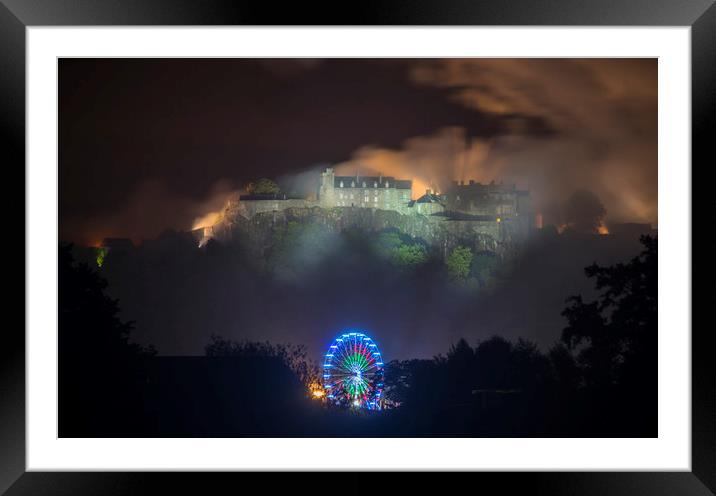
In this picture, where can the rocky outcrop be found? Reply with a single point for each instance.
(440, 233)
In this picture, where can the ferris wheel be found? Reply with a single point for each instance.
(353, 372)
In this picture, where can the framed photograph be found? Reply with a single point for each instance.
(455, 237)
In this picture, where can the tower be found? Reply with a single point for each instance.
(326, 191)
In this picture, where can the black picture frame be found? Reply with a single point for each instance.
(17, 15)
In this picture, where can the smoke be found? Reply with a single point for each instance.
(221, 192)
(602, 114)
(149, 210)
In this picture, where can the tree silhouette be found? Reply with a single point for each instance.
(100, 370)
(615, 335)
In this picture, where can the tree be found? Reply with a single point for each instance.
(484, 264)
(409, 255)
(616, 334)
(263, 186)
(101, 373)
(295, 357)
(458, 263)
(584, 212)
(391, 245)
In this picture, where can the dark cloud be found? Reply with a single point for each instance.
(143, 142)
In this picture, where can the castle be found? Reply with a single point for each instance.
(462, 201)
(492, 217)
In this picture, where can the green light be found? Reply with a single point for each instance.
(101, 255)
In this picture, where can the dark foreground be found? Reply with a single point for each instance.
(239, 397)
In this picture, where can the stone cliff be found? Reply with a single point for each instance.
(441, 234)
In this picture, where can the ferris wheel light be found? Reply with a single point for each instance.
(355, 367)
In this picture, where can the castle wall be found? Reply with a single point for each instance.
(249, 208)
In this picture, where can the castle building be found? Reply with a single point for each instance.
(381, 192)
(487, 203)
(492, 200)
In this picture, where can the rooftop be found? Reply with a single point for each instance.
(371, 182)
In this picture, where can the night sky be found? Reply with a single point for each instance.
(148, 145)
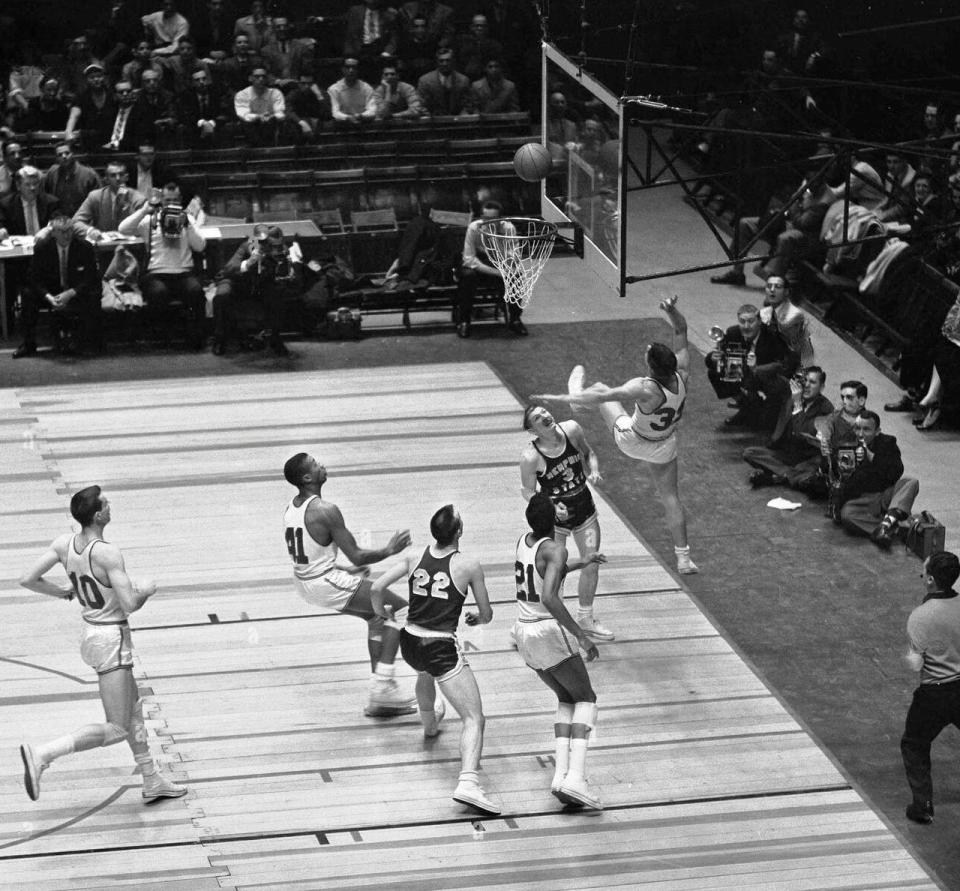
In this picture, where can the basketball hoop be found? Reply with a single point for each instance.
(519, 248)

» **EXERCISE TASK**: Please copy the material from the line containing "In this picture, where can the dark cloud" through the end of the material, both ends included, keeping the requests and shifting every coordinate in the answers by -17. Leave out the picture markers.

» **PROBLEM SOLUTION**:
In this picture, where can the dark cloud be found? Reply with a single point for each instance.
(126, 125)
In this picture, where can the castle be found? Reply with a single point for each instance.
(445, 184)
(475, 200)
In this picture, where can the green light be found? Reply with a single point for each instance.
(84, 238)
In this picture, where can the dark foreground be found? Reply with a single point for each instance.
(222, 380)
In this picture, where can the stone cliff be found? Reply with a single point for each instance.
(424, 217)
In this picture, where can the ferris wheel light be found? Reply with a single point for each instance.
(338, 350)
In this picture, where can the castle wall be found? Reply with a single point for each instance.
(232, 191)
In this picture, where can the castle building be found? Reply with a single point for each instance.
(364, 175)
(470, 186)
(475, 183)
In this picture, where can the rooftop be found? Reply with a single point for each instance.
(354, 165)
In this picture, where can the night sky be found? Reply with a single point for each instance.
(131, 128)
In this picture, where can the basketball hoop be found? Reply with a single point for each instance.
(502, 231)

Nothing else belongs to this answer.